**Problemas por resolver:**
#1 Según el pasaje sobre el proceso de paz en Colombia, ¿en qué se fundamenta la paz?
#2 Traduce al inglés esta oración del pasaje sobre el proceso de paz en Colombia: "La paz no se fundamenta en la confianza entre los enemigos, sino en la confianza en los acuerdos y en el contexto en que estos deberán cumplirse."
#3 Prosigue el pasaje sobre el proceso de paz en Colombia a partir de su última oración.

En El Salvador algunos levantaron la consigna: “negociación es traición” y en Colombia está pasando algo parecido. El grado de ansiedad que se genera tanto en Bogotá como en La Habana no está relacionado con los debates técnicos u operacionales que rodean el proceso de paz, sino con el temor al cambio de escenario que traerá el fin de la guerra. Las posiciones extremas, con nexos presentes o pasados en el conflicto, tienen claro que este se encuentra en su momento final y que esto obligará a transitar a la política sin armas o a tener que hacer política sin el enemigo armado. Esto es difícil de asimilar después de 50 años.
La paz no se fundamenta en la confianza entre los enemigos, sino en la confianza en los acuerdos y en el contexto en que estos deberán cumplirse. Por lo tanto, lo más importante a la hora de firmar la paz no son las posibles intenciones que podamos atribuirle al contrario, sino el contexto sobre el cual el proceso marchará, ya que es esto lo que en última instancia determina la conducta de las partes.

(Listado de datos)
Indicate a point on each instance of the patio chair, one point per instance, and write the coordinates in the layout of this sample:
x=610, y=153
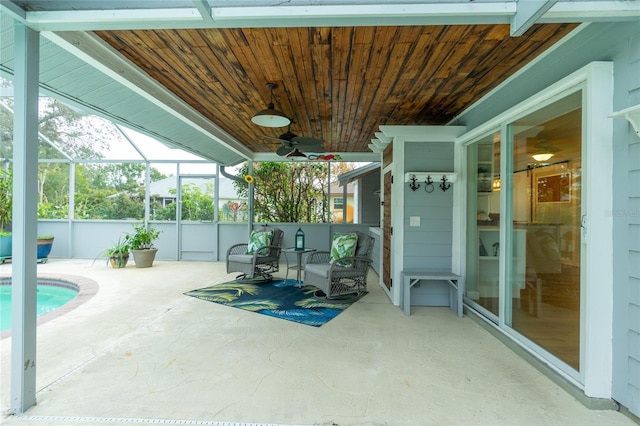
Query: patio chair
x=338, y=276
x=259, y=257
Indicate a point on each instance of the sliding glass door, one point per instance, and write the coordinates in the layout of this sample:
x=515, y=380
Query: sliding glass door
x=523, y=228
x=545, y=231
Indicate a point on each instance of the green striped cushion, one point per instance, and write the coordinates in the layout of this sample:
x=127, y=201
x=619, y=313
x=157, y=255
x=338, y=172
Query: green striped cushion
x=343, y=245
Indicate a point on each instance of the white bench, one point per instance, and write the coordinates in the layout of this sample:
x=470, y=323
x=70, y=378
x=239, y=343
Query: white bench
x=411, y=277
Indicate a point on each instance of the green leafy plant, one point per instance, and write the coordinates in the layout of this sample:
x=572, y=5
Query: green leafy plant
x=6, y=205
x=142, y=237
x=119, y=252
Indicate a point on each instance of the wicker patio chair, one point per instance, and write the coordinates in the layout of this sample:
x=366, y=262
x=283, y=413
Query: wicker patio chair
x=335, y=280
x=263, y=262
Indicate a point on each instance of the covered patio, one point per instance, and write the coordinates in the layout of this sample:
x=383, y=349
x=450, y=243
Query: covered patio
x=143, y=353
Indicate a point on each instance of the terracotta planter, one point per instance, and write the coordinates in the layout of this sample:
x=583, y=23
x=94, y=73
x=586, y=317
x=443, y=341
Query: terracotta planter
x=144, y=258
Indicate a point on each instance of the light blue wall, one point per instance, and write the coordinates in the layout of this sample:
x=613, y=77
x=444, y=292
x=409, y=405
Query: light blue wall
x=617, y=42
x=428, y=246
x=626, y=218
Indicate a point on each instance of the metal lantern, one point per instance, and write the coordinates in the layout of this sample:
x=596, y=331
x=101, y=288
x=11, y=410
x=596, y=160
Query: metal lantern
x=299, y=239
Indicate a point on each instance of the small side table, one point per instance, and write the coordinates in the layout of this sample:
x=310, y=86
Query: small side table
x=298, y=265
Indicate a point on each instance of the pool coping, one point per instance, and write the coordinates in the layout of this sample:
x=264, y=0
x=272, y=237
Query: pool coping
x=87, y=289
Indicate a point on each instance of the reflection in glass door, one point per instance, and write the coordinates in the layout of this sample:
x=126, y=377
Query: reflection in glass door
x=545, y=233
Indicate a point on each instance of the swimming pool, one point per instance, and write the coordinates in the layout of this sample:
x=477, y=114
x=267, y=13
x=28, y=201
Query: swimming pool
x=51, y=294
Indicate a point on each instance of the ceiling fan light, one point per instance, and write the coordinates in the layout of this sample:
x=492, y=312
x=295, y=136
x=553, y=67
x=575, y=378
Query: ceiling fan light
x=296, y=153
x=543, y=156
x=270, y=117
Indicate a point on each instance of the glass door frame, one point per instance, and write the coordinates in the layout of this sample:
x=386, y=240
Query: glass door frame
x=596, y=83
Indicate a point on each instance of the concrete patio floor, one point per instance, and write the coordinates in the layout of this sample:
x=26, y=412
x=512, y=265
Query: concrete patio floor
x=141, y=352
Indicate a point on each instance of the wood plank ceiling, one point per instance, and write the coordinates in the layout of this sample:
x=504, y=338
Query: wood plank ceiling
x=335, y=83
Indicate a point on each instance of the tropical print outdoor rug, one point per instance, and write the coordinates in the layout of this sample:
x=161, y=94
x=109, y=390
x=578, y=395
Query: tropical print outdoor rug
x=277, y=298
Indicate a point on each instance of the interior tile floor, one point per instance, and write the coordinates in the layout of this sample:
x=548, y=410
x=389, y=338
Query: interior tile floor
x=140, y=352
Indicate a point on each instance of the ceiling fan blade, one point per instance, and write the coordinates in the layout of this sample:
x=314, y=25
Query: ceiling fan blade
x=284, y=150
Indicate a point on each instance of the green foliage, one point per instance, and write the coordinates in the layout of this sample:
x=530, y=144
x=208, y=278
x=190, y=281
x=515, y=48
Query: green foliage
x=6, y=199
x=142, y=237
x=196, y=204
x=288, y=192
x=118, y=251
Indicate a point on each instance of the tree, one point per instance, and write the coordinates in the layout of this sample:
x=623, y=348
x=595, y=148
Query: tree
x=288, y=192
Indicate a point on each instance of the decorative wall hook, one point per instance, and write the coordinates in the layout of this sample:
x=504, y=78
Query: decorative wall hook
x=428, y=185
x=412, y=178
x=412, y=183
x=444, y=185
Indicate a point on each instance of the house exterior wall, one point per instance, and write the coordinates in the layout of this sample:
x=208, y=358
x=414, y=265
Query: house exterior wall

**Resultados:**
#1 En la confianza en los acuerdos y en el contexto en que estos deberán cumplirse, no en la confianza entre los enemigos.

#2 Peace is not founded on trust between enemies, but on trust in the agreements and in the context in which they must be carried out.

#3
El proceso de paz colombiano no surge por casualidad, sino porque hay un contexto interno e internacional que ha ido cerrando el espacio a proyectos extremistas de la izquierda y la derecha. No hay condiciones para una política basada en la intolerancia o el extermino de la izquierda, tampoco lo hay para proyectos revolucionarios izquierdistas y mucho menos para mantener la lucha armada. Imaginar una revolución socialista en Colombia es tan absurdo como imaginar una repetición del extermino que ocurrió con la Unión Patriótica.
Teniendo a cuenta los miedos señalados, las bandas criminales (Bacrim) se han convertido en el fantasma del paramilitarismo para el ELN y las FARC, no ven a estos grupos como un resultado marginal de la desmovilización de las autodefensas, sino como un plan premeditado contra ellos. En el otro extremo, los opositores al proceso ven el fantasma de una extrema izquierda que tomará las calles, derrumbará al gobierno y establecerá el socialismo bolivariano en Colombia. Estas dos visiones son exageraciones, sin base seria. Son bloqueos más emocionales que racionales.
El otro fantasma que genera miedos es la idea de que el final del conflicto traerá un aumento de la inseguridad para los ciudadanos, como ocurrió en Guatemala y El Salvador. El debate está en muchos detalles, pero todos derivan en tres temas: la inseguridad, el “castrochavismo” y el paramilitarismo.
¿Pasará en Colombia lo que pasó con la seguridad en Guatemala y El Salvador?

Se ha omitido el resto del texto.